┌─ Data for this task

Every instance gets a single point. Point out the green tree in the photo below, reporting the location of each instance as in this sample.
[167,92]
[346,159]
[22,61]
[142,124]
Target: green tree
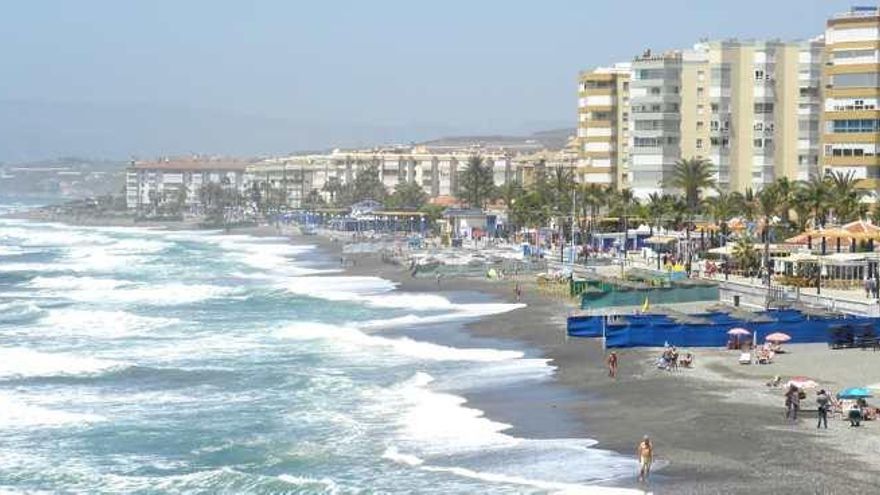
[745,255]
[476,184]
[692,176]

└─

▶ [Your goal] Copy out every row above word for word, omitting the pictures.

▶ [Exercise result]
Every instance gets a single point. Point out the green tree in the photo below, reporting the location of each instance as in this sample.
[167,92]
[346,159]
[22,61]
[142,124]
Target: green tree
[745,255]
[476,184]
[692,176]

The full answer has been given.